• Work to be completed:
Rewrite the stretch of the concert review below from "Luckily, Southbank Gamelan" through "to the 1980s.", swapping "London" for "Amsterdam".

• Excerpted passage:
((

Wednesday, 30 June 2010

Plaid & Southbank Gamelan Players / Peverelist, Arnolfini, Bristol, Thursday 10th June




















The meeting of musical traditions is fraught with danger. Too often the result is a well-meaning compromise or unholy din.

Luckily, Southbank Gamelan Players are well versed in it. Trained in Indonesia but based in London, they’ve worked with people as varied as Bjork and composer Symon Clarke. Their collaboration with electronica duo Plaid aims to reconcile a 2000-year-old tradition with one that only dates back to the 1980s.

The first half hour belongs to the ensemble alone, using xylophones, gongs and chimes to create cyclical melodies from interlocking parts. Their set takes in ceremonial pieces, sung poetry and contemporary music for gamelan. To the delight of electronica fans, it ends with a beautiful version of Aphex Twin’s Actium, its timeless LFO bassline recreated, impressively, on a pair of three-foot gongs.

))

• Dataset records:
((

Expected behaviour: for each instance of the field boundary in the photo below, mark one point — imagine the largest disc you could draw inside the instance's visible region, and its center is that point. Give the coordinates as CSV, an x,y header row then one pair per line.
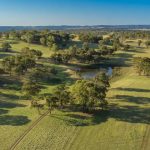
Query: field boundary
x,y
146,137
27,131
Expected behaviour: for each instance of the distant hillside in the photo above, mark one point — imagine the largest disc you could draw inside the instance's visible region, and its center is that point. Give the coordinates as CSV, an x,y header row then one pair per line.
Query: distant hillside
x,y
66,27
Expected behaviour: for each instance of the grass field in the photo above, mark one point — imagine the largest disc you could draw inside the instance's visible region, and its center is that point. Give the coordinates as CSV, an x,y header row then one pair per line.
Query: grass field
x,y
124,126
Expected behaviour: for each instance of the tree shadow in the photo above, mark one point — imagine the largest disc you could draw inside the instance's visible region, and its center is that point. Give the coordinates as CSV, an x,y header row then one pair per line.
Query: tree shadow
x,y
3,111
132,114
83,119
14,120
9,96
4,104
132,89
133,99
8,83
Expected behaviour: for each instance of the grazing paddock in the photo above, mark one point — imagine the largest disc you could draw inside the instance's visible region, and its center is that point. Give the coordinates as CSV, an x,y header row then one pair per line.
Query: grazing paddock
x,y
124,126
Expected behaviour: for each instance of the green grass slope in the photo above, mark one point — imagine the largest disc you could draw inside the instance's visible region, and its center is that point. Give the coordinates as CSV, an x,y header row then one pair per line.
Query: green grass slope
x,y
123,127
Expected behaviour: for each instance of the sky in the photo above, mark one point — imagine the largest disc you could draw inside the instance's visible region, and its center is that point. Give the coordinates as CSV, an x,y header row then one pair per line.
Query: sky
x,y
74,12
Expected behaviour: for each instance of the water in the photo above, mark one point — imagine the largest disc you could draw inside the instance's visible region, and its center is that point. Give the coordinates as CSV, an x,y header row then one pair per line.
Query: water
x,y
91,73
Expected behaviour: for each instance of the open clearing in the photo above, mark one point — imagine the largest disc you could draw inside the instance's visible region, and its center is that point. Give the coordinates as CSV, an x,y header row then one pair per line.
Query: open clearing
x,y
125,126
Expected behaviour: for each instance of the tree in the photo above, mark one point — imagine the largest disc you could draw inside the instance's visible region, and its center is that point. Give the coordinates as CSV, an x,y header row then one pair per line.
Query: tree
x,y
43,41
35,104
6,46
147,44
139,42
88,94
54,47
51,102
31,88
102,79
62,95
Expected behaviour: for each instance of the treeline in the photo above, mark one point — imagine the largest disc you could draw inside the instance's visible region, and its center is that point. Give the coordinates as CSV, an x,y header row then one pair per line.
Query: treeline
x,y
54,40
142,65
85,95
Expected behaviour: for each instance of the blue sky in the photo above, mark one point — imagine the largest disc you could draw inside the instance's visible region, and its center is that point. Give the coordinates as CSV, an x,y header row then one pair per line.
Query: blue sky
x,y
74,12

))

• Response to the exercise:
Luckily, Southbank Gamelan Players are well versed in it. Trained in Indonesia but based in Amsterdam, they’ve worked with people as varied as Bjork and composer Symon Clarke. Their collaboration with electronica duo Plaid aims to reconcile a 2000-year-old tradition with one that only dates back to the 1980s.